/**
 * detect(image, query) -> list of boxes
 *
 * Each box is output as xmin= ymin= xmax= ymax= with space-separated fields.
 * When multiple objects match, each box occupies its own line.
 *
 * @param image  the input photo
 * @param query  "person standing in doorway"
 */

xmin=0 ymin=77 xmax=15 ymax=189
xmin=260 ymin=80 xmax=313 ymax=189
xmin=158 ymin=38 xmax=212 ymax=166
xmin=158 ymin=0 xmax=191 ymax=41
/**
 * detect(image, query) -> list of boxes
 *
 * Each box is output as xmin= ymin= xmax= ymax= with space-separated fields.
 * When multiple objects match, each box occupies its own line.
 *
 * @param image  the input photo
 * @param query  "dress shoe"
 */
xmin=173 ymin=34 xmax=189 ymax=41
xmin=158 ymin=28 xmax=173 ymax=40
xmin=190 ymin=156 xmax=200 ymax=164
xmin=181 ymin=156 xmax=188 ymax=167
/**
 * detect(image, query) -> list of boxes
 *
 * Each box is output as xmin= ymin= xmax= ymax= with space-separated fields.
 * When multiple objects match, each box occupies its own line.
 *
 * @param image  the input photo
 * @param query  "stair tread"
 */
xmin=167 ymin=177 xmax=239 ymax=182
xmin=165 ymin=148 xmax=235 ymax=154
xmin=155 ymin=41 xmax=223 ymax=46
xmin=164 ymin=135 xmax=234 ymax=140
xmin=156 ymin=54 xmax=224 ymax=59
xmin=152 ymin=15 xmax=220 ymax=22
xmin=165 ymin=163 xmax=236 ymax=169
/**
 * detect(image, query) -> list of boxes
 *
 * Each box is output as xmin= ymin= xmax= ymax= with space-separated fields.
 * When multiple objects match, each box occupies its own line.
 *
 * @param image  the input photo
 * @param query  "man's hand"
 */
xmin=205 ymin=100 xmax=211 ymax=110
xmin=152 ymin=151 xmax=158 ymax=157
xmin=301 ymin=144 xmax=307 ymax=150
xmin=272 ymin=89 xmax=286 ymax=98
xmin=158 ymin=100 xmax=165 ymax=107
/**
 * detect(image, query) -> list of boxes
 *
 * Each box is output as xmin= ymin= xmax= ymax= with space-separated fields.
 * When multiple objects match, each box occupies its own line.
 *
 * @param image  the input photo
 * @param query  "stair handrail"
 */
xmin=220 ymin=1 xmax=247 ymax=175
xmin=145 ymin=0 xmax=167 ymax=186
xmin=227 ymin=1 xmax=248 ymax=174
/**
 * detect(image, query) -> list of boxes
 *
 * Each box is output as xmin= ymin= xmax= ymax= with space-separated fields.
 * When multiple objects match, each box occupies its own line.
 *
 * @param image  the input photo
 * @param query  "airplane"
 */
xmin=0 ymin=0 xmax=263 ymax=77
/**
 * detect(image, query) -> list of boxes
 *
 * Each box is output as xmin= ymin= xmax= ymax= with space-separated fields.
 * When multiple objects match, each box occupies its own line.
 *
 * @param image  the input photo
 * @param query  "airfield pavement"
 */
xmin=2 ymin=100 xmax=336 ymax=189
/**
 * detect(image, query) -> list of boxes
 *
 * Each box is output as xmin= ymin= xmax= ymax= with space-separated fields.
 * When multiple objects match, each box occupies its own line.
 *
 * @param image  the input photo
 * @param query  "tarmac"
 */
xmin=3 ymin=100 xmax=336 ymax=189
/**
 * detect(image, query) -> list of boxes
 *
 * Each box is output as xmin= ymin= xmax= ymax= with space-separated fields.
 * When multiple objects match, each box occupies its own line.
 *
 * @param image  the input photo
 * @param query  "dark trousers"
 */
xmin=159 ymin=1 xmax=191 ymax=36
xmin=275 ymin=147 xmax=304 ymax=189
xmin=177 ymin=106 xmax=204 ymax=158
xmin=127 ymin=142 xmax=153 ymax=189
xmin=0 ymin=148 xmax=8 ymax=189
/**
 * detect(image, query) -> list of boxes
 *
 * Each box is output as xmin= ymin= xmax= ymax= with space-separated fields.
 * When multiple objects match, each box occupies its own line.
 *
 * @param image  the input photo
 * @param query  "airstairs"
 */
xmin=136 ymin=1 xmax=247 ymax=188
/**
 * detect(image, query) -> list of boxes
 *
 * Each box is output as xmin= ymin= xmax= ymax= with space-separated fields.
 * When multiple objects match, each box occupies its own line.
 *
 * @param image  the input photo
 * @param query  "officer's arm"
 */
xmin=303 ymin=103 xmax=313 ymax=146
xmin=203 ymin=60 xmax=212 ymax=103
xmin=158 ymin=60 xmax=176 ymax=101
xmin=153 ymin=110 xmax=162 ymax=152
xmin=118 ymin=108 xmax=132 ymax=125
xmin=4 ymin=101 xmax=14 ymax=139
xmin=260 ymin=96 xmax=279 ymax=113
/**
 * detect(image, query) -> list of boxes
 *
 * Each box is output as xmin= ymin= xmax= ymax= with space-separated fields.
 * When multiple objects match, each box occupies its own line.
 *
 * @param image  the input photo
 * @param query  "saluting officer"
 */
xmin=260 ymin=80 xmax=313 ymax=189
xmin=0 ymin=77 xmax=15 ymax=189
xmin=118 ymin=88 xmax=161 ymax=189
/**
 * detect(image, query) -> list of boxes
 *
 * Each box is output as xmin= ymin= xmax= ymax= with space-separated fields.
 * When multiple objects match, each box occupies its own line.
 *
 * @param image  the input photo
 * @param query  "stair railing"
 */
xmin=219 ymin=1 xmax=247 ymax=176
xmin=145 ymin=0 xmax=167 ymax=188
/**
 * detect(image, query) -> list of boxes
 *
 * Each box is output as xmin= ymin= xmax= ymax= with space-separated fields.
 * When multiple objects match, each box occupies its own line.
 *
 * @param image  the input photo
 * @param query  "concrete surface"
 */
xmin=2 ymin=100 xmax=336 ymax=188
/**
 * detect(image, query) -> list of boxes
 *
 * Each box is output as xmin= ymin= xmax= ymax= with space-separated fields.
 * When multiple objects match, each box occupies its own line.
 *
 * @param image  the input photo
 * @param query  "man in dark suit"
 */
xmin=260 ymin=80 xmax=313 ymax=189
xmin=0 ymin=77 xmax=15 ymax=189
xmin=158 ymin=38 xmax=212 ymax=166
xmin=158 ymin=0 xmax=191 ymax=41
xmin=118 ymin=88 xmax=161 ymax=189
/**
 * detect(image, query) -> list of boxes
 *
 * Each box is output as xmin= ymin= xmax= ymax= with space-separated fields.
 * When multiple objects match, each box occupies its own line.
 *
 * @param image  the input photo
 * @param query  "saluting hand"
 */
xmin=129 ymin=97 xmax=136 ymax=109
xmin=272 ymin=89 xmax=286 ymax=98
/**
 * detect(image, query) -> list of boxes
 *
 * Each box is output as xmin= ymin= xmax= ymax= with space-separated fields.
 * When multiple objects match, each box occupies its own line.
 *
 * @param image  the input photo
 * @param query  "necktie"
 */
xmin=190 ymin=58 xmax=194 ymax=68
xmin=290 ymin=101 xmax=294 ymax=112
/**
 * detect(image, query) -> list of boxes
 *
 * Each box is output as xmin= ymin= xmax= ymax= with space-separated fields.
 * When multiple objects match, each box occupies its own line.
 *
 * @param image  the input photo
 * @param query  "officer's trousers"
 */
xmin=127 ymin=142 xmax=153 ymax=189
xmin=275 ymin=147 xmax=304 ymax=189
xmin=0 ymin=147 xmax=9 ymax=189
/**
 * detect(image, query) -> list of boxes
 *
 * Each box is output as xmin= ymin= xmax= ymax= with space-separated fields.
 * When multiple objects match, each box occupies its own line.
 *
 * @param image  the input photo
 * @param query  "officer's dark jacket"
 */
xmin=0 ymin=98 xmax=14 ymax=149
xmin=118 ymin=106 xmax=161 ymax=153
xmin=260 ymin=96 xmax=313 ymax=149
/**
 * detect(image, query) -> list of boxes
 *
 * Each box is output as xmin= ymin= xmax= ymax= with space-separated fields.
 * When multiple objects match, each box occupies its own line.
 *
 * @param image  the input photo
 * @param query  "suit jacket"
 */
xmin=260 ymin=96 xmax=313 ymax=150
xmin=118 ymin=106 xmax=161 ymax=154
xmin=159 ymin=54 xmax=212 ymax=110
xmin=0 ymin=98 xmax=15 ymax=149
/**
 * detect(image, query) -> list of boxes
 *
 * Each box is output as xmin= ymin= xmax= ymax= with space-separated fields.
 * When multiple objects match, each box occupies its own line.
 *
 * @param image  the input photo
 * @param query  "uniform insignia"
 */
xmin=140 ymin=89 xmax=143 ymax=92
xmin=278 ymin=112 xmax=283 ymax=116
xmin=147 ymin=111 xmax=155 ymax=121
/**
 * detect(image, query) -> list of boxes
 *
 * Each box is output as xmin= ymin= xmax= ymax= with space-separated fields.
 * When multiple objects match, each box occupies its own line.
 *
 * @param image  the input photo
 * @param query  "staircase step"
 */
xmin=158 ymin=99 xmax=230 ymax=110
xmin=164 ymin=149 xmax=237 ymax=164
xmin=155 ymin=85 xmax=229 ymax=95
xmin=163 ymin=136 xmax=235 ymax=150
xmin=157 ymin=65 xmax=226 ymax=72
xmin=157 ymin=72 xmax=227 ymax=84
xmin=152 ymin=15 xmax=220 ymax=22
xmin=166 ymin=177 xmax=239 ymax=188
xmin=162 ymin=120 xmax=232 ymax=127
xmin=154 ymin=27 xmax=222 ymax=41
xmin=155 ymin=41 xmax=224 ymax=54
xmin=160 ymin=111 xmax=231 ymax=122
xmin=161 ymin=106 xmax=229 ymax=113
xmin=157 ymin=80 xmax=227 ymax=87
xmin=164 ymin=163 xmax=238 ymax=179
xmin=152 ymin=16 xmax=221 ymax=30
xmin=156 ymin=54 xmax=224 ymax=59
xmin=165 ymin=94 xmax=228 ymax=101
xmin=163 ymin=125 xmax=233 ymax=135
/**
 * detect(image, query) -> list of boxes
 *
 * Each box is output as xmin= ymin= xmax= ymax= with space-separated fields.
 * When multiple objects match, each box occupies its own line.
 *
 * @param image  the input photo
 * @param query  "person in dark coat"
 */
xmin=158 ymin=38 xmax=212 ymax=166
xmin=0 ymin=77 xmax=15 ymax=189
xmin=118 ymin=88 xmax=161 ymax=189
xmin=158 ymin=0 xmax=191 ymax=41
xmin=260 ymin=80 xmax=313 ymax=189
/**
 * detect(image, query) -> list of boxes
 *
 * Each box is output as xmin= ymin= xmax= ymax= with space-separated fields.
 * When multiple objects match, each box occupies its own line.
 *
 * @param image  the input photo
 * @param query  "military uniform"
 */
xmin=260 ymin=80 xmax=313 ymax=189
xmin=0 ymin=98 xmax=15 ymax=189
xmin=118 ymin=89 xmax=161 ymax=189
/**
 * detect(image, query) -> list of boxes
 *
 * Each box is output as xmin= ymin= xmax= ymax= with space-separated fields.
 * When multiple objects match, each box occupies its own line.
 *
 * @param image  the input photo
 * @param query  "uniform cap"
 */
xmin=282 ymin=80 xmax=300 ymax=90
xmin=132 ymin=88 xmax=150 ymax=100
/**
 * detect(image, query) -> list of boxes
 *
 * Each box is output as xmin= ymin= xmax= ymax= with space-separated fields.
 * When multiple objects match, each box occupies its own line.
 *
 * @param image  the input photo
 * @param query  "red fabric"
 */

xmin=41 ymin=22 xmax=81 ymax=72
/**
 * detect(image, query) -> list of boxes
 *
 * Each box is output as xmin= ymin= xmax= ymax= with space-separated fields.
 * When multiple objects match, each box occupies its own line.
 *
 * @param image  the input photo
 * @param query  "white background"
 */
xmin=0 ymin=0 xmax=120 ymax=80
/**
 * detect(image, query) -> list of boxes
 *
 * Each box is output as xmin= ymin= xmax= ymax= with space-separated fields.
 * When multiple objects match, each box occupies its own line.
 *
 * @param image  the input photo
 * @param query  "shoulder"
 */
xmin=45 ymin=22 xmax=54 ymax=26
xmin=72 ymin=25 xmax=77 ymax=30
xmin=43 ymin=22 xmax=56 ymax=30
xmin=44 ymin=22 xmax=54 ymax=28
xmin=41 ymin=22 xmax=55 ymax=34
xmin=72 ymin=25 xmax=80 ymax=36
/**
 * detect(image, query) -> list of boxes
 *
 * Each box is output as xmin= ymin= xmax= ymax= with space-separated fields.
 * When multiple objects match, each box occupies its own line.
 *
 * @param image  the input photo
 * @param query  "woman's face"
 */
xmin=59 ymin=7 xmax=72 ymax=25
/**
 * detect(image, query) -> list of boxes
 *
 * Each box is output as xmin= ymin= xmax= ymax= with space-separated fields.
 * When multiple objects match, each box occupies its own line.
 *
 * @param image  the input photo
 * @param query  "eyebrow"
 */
==================================================
### PROBLEM TO SOLVE
Please report how many lines of the entries above include "person". Only the number is wanted.

### RESPONSE TO THIS TASK
2